- **EXERCISE PROMPT**: Return only this: the line with "Reviewer note: every instance of the white crosswalk" and all the lines that follow it below, through the final one, exactly as they are.

- **TASK MATERIAL**:
******************************
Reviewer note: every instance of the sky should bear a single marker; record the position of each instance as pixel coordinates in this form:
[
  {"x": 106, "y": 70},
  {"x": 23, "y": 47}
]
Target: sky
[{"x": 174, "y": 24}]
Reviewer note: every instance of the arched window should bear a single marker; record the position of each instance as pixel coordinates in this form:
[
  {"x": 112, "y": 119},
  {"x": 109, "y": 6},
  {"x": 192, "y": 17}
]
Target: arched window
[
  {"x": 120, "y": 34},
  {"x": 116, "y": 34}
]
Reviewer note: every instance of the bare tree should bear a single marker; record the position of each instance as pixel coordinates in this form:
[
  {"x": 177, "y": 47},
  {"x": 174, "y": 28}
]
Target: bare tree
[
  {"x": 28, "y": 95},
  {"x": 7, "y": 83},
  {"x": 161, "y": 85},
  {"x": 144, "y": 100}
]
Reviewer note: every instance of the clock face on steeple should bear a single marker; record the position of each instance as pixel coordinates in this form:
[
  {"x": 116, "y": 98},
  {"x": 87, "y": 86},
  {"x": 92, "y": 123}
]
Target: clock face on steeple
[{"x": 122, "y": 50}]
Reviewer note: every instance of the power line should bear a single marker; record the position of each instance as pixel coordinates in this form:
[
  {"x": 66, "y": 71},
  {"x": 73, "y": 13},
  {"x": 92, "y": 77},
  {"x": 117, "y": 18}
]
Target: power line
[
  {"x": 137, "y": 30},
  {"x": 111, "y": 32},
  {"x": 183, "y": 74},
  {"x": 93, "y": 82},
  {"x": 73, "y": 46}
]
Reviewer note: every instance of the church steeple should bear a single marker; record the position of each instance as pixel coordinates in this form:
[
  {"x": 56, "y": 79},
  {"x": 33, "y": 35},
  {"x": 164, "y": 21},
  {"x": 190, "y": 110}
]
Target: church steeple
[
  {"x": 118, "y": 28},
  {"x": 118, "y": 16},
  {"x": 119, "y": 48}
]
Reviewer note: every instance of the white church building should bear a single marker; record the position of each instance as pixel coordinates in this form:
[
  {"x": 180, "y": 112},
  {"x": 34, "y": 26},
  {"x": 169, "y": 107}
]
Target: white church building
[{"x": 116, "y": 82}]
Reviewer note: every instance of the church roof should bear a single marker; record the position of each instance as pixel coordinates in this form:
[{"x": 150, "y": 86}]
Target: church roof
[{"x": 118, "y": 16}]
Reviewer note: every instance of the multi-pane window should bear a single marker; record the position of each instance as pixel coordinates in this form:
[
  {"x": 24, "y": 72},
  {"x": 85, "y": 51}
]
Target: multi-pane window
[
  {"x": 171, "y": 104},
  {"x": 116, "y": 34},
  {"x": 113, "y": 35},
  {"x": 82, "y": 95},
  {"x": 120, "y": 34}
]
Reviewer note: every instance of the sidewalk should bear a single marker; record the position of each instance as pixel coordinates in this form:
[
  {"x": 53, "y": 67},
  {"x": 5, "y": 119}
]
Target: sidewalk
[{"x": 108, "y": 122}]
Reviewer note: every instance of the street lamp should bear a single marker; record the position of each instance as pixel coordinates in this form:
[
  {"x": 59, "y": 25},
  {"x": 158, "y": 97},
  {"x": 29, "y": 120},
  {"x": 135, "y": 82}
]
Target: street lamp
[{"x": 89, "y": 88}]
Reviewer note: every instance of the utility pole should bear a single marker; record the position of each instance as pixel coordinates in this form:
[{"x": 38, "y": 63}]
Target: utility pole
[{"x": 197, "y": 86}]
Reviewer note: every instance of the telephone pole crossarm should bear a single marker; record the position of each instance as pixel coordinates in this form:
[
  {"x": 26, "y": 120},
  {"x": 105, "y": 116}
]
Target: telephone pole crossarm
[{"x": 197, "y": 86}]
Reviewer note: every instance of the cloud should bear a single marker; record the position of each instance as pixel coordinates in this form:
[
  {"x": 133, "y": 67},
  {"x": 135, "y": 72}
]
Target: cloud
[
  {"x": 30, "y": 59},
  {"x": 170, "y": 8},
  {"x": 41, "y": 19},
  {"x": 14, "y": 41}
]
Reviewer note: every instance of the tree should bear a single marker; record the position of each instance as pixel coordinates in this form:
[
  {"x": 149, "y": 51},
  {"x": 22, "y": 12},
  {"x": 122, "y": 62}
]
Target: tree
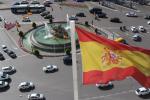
[
  {"x": 21, "y": 34},
  {"x": 34, "y": 25}
]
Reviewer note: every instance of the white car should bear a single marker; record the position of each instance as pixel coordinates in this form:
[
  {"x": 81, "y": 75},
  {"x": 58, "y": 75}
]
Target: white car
[
  {"x": 4, "y": 48},
  {"x": 142, "y": 29},
  {"x": 134, "y": 29},
  {"x": 148, "y": 22},
  {"x": 142, "y": 91},
  {"x": 3, "y": 84},
  {"x": 136, "y": 37},
  {"x": 4, "y": 76},
  {"x": 8, "y": 69},
  {"x": 131, "y": 14},
  {"x": 26, "y": 85},
  {"x": 50, "y": 68},
  {"x": 36, "y": 96},
  {"x": 109, "y": 84}
]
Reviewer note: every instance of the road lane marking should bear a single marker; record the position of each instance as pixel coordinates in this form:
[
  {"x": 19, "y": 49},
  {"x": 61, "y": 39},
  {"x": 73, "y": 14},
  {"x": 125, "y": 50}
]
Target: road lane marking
[
  {"x": 118, "y": 93},
  {"x": 17, "y": 57}
]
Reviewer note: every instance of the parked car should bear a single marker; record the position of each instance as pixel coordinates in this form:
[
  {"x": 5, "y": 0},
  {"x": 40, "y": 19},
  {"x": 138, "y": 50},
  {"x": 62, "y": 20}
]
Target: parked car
[
  {"x": 148, "y": 22},
  {"x": 1, "y": 56},
  {"x": 16, "y": 3},
  {"x": 26, "y": 86},
  {"x": 95, "y": 10},
  {"x": 26, "y": 19},
  {"x": 141, "y": 29},
  {"x": 4, "y": 48},
  {"x": 147, "y": 17},
  {"x": 134, "y": 29},
  {"x": 115, "y": 19},
  {"x": 80, "y": 14},
  {"x": 47, "y": 3},
  {"x": 50, "y": 68},
  {"x": 121, "y": 40},
  {"x": 3, "y": 84},
  {"x": 36, "y": 96},
  {"x": 4, "y": 76},
  {"x": 131, "y": 14},
  {"x": 142, "y": 91},
  {"x": 101, "y": 15},
  {"x": 136, "y": 37},
  {"x": 11, "y": 54},
  {"x": 45, "y": 13},
  {"x": 67, "y": 60},
  {"x": 24, "y": 2},
  {"x": 73, "y": 17},
  {"x": 48, "y": 16},
  {"x": 109, "y": 84},
  {"x": 8, "y": 69}
]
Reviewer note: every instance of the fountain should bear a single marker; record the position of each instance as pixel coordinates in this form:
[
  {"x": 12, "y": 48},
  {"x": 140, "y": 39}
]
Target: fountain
[
  {"x": 50, "y": 37},
  {"x": 48, "y": 31}
]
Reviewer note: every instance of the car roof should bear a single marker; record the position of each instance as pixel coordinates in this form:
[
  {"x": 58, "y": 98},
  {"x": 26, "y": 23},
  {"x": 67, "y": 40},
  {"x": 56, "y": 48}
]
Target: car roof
[{"x": 142, "y": 89}]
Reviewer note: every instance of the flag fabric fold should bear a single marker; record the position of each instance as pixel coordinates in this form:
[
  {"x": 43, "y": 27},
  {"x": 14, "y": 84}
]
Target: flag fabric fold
[{"x": 105, "y": 60}]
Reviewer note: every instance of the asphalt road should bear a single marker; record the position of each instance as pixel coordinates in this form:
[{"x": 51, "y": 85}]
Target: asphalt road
[{"x": 59, "y": 86}]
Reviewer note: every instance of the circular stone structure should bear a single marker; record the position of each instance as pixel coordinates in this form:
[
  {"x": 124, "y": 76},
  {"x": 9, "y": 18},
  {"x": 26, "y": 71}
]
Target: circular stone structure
[{"x": 53, "y": 43}]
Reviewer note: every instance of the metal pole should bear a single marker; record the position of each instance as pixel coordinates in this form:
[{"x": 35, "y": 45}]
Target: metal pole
[{"x": 74, "y": 62}]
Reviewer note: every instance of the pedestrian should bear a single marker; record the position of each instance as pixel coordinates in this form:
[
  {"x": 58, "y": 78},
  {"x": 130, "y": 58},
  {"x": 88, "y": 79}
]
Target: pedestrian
[{"x": 92, "y": 22}]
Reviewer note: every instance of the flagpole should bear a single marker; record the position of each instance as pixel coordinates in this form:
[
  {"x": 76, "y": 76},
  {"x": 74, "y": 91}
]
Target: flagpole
[{"x": 74, "y": 62}]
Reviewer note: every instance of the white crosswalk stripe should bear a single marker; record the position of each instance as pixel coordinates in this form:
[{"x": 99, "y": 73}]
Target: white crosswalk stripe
[{"x": 37, "y": 22}]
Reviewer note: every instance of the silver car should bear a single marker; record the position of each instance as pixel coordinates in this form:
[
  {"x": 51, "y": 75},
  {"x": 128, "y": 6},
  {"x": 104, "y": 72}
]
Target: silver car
[
  {"x": 8, "y": 69},
  {"x": 3, "y": 84},
  {"x": 26, "y": 85},
  {"x": 36, "y": 96},
  {"x": 4, "y": 76}
]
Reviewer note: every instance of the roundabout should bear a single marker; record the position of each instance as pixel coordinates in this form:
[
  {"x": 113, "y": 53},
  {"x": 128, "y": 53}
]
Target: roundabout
[{"x": 53, "y": 38}]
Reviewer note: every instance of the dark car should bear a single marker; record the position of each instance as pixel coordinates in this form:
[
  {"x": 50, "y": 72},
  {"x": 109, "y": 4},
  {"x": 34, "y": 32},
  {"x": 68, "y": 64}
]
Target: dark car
[
  {"x": 95, "y": 10},
  {"x": 137, "y": 37},
  {"x": 11, "y": 54},
  {"x": 147, "y": 17},
  {"x": 48, "y": 16},
  {"x": 115, "y": 20},
  {"x": 1, "y": 57},
  {"x": 67, "y": 60},
  {"x": 80, "y": 15},
  {"x": 44, "y": 13},
  {"x": 101, "y": 15}
]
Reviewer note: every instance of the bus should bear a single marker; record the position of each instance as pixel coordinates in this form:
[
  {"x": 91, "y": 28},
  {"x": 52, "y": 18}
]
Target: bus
******************************
- **EXPECTED ANSWER**:
Reviewer note: every instance of the white crosswalk stripe should bear a single marker; record the position of each instance as pixel coordinates in this form:
[{"x": 99, "y": 73}]
Target: white crosswalk stripe
[{"x": 37, "y": 22}]
Reviewer note: every instance of the silver car should bear a single marker; record the position of each instance as pixel coordinates in this form:
[
  {"x": 51, "y": 75},
  {"x": 128, "y": 6},
  {"x": 104, "y": 72}
]
Target: silver car
[
  {"x": 8, "y": 69},
  {"x": 3, "y": 84},
  {"x": 26, "y": 85},
  {"x": 36, "y": 96},
  {"x": 4, "y": 76}
]
Reviewer note: every instance of the roundabout should bear a single marker; record the position of each instance as pixel coordinates in this form:
[
  {"x": 113, "y": 53},
  {"x": 128, "y": 53}
]
Target: roundabout
[{"x": 53, "y": 38}]
Reviewer note: every instance of the dark car should bear a single marker; record the position of each instance as pixel coordinates in this form:
[
  {"x": 50, "y": 72},
  {"x": 109, "y": 4},
  {"x": 34, "y": 32},
  {"x": 68, "y": 64}
]
Target: dark car
[
  {"x": 95, "y": 10},
  {"x": 137, "y": 37},
  {"x": 11, "y": 54},
  {"x": 147, "y": 17},
  {"x": 48, "y": 16},
  {"x": 115, "y": 20},
  {"x": 1, "y": 57},
  {"x": 67, "y": 60},
  {"x": 80, "y": 15},
  {"x": 44, "y": 13},
  {"x": 101, "y": 15}
]
Reviewer note: every instance of the bus should bear a single marker; record the position of each instance as pixel coordinates in this form:
[
  {"x": 91, "y": 28},
  {"x": 52, "y": 18}
]
Target: bus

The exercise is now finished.